• Exercise goal: Your answer should be the line containing "Rules: pick out each instance of the grass" and every line after it to the end of the records below, word for word.

Exercise input Block Start

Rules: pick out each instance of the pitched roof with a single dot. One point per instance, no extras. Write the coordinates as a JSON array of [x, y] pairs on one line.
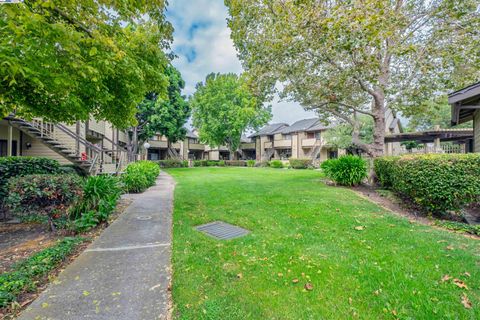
[[269, 129], [313, 124]]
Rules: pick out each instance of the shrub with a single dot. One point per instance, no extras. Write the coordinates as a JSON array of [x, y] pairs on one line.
[[276, 164], [200, 163], [235, 163], [100, 196], [300, 163], [346, 170], [24, 275], [44, 194], [437, 182], [172, 163], [140, 175], [22, 166], [262, 164]]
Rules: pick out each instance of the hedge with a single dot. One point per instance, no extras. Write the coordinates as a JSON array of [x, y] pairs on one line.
[[347, 170], [22, 166], [300, 163], [24, 275], [44, 194], [439, 183], [235, 163], [172, 163]]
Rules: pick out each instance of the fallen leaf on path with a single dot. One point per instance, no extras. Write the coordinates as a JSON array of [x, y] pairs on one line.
[[466, 303], [459, 283]]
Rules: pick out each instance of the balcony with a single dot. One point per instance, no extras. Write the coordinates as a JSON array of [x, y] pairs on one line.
[[247, 146], [309, 143], [196, 146], [283, 144]]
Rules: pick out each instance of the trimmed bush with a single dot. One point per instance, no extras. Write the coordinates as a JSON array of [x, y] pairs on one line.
[[99, 199], [235, 163], [300, 163], [437, 182], [276, 164], [346, 170], [44, 194], [24, 275], [172, 163], [139, 176], [22, 166]]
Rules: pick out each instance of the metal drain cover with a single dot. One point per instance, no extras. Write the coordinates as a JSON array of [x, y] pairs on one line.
[[221, 230]]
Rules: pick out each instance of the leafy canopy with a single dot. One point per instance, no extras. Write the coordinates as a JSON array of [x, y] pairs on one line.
[[343, 58], [65, 61], [224, 108]]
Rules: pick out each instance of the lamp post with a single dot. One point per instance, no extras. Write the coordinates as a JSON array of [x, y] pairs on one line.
[[146, 145]]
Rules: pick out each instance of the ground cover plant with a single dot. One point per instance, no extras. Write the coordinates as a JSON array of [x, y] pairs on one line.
[[437, 182], [318, 252], [24, 275]]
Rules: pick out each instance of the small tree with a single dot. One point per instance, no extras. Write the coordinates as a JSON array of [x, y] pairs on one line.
[[224, 108]]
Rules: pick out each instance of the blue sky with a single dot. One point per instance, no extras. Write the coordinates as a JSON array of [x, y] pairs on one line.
[[203, 45]]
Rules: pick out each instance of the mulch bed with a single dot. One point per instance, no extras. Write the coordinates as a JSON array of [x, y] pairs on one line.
[[19, 241]]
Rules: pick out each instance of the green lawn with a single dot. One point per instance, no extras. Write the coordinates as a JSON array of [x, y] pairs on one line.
[[305, 230]]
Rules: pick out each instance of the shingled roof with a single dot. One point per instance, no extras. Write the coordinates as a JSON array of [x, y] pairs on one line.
[[269, 129]]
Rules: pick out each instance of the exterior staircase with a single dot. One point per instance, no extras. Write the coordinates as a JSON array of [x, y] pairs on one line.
[[72, 146]]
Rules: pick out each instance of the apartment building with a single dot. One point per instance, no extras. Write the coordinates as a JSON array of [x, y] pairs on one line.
[[301, 140], [94, 146]]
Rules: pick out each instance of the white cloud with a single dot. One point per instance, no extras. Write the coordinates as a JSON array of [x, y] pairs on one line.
[[203, 45]]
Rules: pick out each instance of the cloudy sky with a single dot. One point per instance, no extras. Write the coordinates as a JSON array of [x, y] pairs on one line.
[[202, 43]]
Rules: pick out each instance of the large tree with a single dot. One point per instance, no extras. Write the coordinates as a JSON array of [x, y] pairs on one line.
[[351, 57], [70, 60], [224, 108], [165, 115]]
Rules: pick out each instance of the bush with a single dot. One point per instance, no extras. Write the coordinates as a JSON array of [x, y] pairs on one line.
[[172, 163], [100, 196], [44, 194], [346, 170], [437, 182], [235, 163], [140, 175], [276, 164], [300, 163], [22, 166], [262, 164], [24, 275]]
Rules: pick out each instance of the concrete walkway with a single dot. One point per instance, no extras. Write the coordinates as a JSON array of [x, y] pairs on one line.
[[124, 273]]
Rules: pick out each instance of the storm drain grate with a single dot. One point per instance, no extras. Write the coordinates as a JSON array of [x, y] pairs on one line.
[[221, 230]]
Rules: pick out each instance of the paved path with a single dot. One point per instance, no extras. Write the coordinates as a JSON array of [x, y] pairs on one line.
[[124, 273]]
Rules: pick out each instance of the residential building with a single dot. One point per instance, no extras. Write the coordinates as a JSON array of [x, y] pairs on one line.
[[466, 107], [94, 146]]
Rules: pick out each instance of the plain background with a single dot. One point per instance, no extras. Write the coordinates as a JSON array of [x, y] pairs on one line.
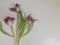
[[46, 31]]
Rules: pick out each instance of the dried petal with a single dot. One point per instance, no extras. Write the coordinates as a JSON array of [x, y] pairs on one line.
[[12, 9], [9, 20], [30, 19]]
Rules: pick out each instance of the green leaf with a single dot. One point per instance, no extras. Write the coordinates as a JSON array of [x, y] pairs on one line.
[[4, 32], [30, 26]]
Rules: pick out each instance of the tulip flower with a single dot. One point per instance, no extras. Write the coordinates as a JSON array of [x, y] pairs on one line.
[[15, 9], [9, 20], [30, 19]]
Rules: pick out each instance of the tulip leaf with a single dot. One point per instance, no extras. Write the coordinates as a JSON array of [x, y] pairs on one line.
[[4, 32]]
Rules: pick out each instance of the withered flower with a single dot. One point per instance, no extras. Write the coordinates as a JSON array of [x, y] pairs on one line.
[[9, 20], [15, 9], [30, 19]]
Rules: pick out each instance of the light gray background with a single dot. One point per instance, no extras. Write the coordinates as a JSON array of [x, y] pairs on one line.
[[46, 31]]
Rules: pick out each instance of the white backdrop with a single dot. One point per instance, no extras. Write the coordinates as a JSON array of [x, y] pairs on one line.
[[46, 31]]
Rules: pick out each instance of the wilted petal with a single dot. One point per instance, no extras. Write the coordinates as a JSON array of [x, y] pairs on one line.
[[30, 19], [12, 9], [9, 20]]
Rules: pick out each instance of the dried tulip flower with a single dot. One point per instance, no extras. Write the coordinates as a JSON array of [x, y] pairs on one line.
[[30, 19], [9, 20], [16, 8]]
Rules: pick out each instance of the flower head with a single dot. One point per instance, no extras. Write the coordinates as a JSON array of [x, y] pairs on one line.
[[30, 19], [15, 9], [9, 20]]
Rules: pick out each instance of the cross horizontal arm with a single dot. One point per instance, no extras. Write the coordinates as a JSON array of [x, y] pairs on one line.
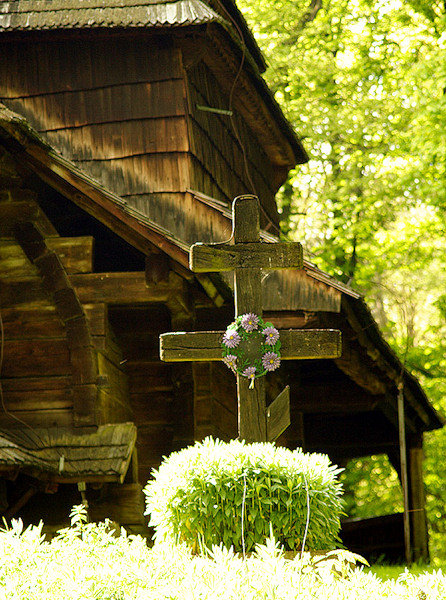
[[297, 344], [207, 258]]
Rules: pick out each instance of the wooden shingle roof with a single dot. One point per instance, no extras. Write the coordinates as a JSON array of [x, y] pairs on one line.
[[38, 15], [64, 455]]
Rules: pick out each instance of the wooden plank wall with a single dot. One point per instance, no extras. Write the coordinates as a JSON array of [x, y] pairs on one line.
[[218, 168], [42, 359], [150, 381]]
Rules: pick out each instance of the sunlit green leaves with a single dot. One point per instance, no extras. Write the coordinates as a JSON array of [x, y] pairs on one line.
[[236, 494]]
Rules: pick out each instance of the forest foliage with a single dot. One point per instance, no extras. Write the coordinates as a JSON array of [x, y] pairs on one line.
[[364, 84]]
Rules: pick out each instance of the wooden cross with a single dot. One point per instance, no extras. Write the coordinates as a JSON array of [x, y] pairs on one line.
[[246, 255]]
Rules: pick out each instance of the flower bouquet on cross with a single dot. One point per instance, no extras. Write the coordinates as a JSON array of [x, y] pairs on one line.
[[251, 347]]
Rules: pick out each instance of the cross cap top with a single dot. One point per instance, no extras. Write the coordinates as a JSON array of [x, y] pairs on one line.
[[244, 249]]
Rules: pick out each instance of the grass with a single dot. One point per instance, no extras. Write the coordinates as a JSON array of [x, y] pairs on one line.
[[87, 561], [392, 572]]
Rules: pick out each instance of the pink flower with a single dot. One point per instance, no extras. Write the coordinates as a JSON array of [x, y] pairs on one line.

Exercise input Block End

• Exercise solution:
Rules: pick out each instance of the grass with a single dot. One point per instance, no extras. Write the coordinates as a JSON array of [x, y] pairs on one line.
[[87, 561], [392, 572]]
Rules: pick out each instance of the pink flower with a single dot. One point per instance, no extras. Write the coordinates as a JSON array of [x, y] pairs on one line.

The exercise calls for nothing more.